### What to do
[1] Answer these questions using the essay about wearing glasses:
(a) At what age did the narrator first need spectacles?
(b) What did the optician put into the eye the first time the contact lenses were fitted?
(c) Which two insults for glasses wearers does the essay quote by name?
[2] Who, apart from the narrator, appears in the essay about wearing glasses? List every such person.
[3] Carry on the essay about wearing glasses from where it stops.

### Provided text
============

An old English proverb says that ‘The eyes are the window to the soul'. So — depending on whether you want anyone peeking into your soul — it's a good idea to take care of your eyes.

I only needed to start wearing spectacles (much to my disgust) at the age of 18. I was studying for an English Literature degree, and the optician blamed my need for reading glasses on too much reading and writing.

"That's like saying it's from too much looking," one of my friends scoffed.

Every year when I went back to the opticians for an eye test, my results became worse and worse.

That's it, I thought, I'm slowly but surely going blind. Just really slowly. At the age of 25 I was worried — my spectacles were getting thicker. Eventually, my eyesight became bad enough to necessitate wearing glasses all the time.

"It's such a shame," my sister said to me, "you've got pretty eyes, it's a shame to cover them up".

So, I decided contact lenses were the way forward. My first experiment with the tiny pieces of bendy plastic wasn't a massive success — yes, if you drop them, you can't actually find them again most of the time.

Unnerving sensation

The optician put luminous dye into the eye to see where the contact lens is sitting the first time the lenses are fitted — and so I returned home looking like I'd been too near a nuclear reactor.

Drying out is also a problem for the tiny internal spectacles. Blink and it's gone, particularly when in a fierce southern English coastal wind. It's a very strange, unnerving, seasick-like sensation to be able to see perfectly out of one eye and see a blur of shapes out of the other. That was the first time I actively looked for a pirate's eye patch.

Glasses always had a stigma attached to them when I was young. ‘Four eyes', ‘speccy' and other ridiculous insults were the norm. When you're older that disappears somewhat; but not entirely. And then, a fashion revolution.

============

(Saved data entries)
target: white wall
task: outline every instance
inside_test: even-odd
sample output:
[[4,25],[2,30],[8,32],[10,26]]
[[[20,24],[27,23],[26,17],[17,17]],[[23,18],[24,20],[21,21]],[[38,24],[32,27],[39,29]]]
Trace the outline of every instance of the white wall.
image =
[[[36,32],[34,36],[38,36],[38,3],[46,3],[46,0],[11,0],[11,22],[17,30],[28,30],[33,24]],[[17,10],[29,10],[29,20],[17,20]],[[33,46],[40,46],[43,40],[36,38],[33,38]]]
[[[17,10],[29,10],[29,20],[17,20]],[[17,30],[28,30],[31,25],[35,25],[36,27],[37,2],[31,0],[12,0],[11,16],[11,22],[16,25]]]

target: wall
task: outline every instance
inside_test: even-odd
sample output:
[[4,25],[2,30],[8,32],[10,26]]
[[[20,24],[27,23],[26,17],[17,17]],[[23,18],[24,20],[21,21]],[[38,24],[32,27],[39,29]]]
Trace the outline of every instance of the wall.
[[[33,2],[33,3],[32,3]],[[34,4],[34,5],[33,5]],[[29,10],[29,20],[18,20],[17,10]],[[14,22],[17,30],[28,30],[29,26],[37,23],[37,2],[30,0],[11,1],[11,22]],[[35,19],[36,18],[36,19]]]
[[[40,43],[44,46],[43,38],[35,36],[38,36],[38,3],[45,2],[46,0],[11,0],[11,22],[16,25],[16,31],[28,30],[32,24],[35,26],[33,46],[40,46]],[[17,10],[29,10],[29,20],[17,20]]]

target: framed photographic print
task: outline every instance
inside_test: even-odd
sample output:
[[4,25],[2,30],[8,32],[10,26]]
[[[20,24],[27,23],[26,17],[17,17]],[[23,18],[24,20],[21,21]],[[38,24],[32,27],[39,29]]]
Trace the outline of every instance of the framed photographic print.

============

### Set of answers
[1]
(a) At 18.
(b) Luminous dye.
(c) "Four eyes" and "speccy."

[2] The optician, one of the narrator's friends, and the narrator's sister.

[3]
Thank goodness for the catwalk.

Wearing glasses actually became fashionable, and what were once ‘geeky' specs, became high-fashion, must-have accessories, donned by the rich and famous on the cover of glossy magazines.

They weren't the thick-rimmed, brown, plastic type you got free on the NHS either; they were sleek, small, sophisticated, smart.

It was a spectacles spectacle.

Then, a revelation. Celebrities and posers that didn't wear or need to wear glasses started wearing frames with clear glass lenses in them. These are ‘fashion-only' or ‘non-prescription' frames.

It was big business, and it still is, as opticians are still cashing-in on the frame fashion-craze — even for those whose eyes are fine. There are other options now for those who do actually need to wear glasses. The dreaded ‘s' word: surgery.

Now that it's been around for more than a couple of years, corrective laser eye surgery is becoming more affordable. One of the selling points for companies offering this, is that it only takes five minutes.

Well, I don't know about anybody else, but one look at a more popular laser eye surgery website was plenty to put me off for life. Anything with ‘surgery', ‘blade', ‘flap cutting' and ‘laser' in the same sentence as ‘your eye' just isn't for me.

No-one's going near my eyes with a laser if I can help it — that's James Bond's domain.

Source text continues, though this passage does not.